**Problem to work on**
Answer these questions from the page on John Alexander Herbert below:
(a) What post did Herbert hold at the British Museum?
(b) How many years of service in the Museum does the letter dated 24th November, 1927 mention?
(c) What was Mrs. Herbert asked to accept?

**Text passage**
○ ○ ○ ○

'John Alexander Herbert'

John Alexander Herbert - Uncle of Joan Hudleston

Deputy Keeper of the Manuscripts in the British Museum.
(b.1862 - d. ?)

Minature preceding the office 'Hours of the Trinity'

The illustration above is the only coloured reproduction in a booklet entitled "Miniatures From a French Horae" - British Museum ADD. MS. 16997 Fifteenth Century - reproduced in honour of John Alexander Herbert."

I. The British Museum Letters

The Museum administration also gave an accompanying letter with the book to 'Sandy' to which he replied.

British Museum,
24th November, 1927.

My Dear Herbert,

Your colleagues and a multitude of friends who have known you during the forty years of your service in the Museum wish to give you some token of their regard and esteem at the period of your retirement. Many of us are interested in the same subjects, but all, I think, have experienced your unselfish readiness to give time and thought to help others, whether their special needs came within your own lines of work or involved search outside them.

Your work on illuminated manuscripts made it only natural for its, as we hope it will also make it agreeable to you, to think that this token of esteem might fitly take the form of a reproduction from a fine manuscript in the Museum collections, one moreover which we know that you appreciate.

The expressions of affection and gratitude which have accompanied the responses of those who have been asked to take part in this little gift we cannot fully convey to you, but we hope you will accept and believe the sincerity with which we all wish you many years of happiness and work when freed from the ties of official position.

Those of us who have the pleasure of knowing Mrs. Herbert have personal reasons for desiring to give her a share in the expression of our very best wishes for you both, and we all join in asking her to accept a second copy of the book.

Yours very sincerely,

Sandy replied:

38, Gunterstone Road, W. 14.
26th November, 1926.

○ ○ ○ ○

**Entries provided**
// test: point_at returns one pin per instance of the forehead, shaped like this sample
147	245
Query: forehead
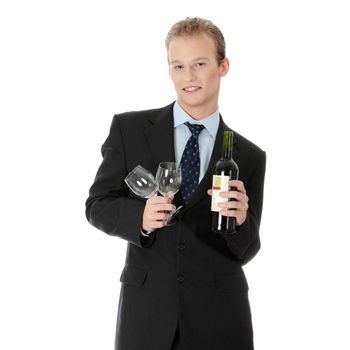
187	48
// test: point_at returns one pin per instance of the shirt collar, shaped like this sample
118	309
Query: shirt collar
211	123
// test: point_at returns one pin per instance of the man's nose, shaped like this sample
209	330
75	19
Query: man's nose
189	74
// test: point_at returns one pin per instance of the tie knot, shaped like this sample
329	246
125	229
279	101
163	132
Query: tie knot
195	128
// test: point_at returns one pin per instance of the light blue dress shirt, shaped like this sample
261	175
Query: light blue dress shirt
206	138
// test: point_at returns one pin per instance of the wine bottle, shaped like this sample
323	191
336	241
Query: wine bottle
226	169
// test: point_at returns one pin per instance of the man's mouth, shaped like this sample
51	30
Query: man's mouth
191	88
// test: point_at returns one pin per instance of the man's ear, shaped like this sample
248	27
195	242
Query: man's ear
224	66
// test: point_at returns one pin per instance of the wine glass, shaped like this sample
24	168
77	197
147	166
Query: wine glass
142	182
169	179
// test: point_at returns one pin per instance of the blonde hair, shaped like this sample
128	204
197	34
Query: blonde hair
191	26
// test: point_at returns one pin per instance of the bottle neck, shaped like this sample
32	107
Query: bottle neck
227	145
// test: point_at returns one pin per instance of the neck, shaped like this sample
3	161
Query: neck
198	113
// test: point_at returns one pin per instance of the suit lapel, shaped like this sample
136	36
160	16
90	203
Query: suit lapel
160	136
206	182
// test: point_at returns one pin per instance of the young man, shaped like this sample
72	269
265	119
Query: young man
183	286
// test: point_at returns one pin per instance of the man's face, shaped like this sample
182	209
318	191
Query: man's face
196	74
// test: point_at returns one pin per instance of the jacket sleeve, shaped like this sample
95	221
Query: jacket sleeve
109	206
245	243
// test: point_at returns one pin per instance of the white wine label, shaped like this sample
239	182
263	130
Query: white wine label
220	183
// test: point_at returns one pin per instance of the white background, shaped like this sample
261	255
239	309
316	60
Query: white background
68	66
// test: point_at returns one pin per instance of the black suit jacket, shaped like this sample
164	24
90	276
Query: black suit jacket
183	273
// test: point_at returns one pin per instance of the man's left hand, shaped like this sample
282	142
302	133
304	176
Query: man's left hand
238	207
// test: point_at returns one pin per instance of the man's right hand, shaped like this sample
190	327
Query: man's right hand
156	212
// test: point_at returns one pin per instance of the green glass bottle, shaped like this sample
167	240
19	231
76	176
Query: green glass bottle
226	169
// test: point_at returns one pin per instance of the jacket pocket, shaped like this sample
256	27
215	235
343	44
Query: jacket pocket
231	283
134	276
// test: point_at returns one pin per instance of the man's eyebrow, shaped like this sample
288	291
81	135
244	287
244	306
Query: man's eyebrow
196	59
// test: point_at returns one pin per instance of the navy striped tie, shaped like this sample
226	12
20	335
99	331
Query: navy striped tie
190	163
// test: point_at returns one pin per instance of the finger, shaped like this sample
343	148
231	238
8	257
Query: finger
236	195
242	206
161	216
162	207
159	200
158	224
238	184
231	213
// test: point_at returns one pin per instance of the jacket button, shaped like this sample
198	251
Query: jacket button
180	278
181	246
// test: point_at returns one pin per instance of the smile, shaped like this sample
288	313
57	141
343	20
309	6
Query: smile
191	88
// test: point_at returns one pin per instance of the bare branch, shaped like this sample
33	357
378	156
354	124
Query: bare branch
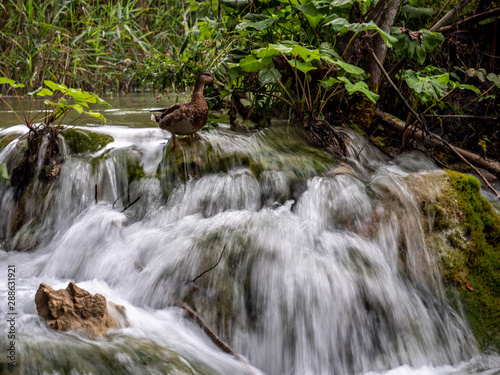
475	18
448	16
210	269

○ ○ ○ ○

**Task result**
(a) Deputy Keeper of the Manuscripts.
(b) Forty years.
(c) A second copy of the book.